> **Direction**
In the listing below, reproduce word for word the lines starting with the line that contains "Trivia round: Give me the bounding box for every grass" and going on through the line that contains "[0,192,435,600]". Include both of those lines.

> **Raw data**
========================================================================
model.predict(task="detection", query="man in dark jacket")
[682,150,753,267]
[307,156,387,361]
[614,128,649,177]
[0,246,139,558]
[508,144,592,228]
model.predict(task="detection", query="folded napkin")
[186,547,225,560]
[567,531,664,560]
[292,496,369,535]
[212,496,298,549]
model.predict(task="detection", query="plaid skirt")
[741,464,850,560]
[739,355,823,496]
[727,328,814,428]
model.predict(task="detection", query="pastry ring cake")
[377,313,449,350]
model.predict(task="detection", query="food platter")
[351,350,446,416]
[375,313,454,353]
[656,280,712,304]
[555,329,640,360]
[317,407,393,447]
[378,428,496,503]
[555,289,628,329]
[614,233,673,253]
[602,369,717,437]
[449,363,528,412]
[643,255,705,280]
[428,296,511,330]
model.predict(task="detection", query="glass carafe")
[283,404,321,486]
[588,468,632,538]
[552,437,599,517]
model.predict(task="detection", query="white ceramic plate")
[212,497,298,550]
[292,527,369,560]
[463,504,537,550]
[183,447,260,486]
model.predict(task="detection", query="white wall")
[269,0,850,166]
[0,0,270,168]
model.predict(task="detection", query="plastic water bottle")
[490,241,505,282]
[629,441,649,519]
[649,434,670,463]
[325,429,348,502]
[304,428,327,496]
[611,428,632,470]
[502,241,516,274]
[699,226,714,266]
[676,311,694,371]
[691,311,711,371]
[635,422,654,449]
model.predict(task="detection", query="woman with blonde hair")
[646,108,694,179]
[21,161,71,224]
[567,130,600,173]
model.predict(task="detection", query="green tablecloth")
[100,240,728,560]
========================================================================
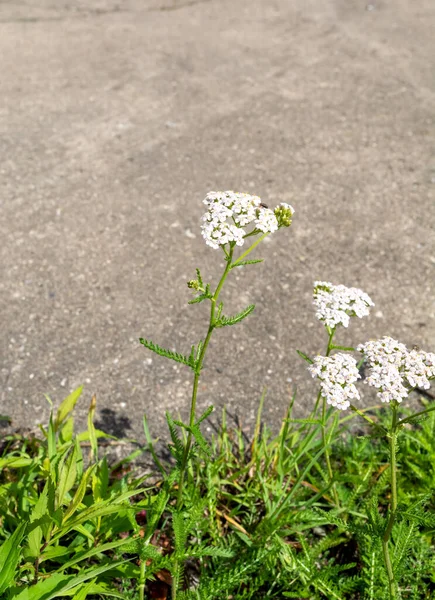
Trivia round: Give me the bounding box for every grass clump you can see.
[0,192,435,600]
========================================================================
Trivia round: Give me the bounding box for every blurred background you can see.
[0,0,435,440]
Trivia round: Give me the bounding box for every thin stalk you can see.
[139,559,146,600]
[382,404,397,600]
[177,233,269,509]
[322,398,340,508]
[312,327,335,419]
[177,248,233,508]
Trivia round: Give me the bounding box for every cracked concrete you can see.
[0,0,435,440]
========================================================================
> **Task solution**
Trivia round: Give me the bounding box for every grass clump you can see.
[0,192,435,600]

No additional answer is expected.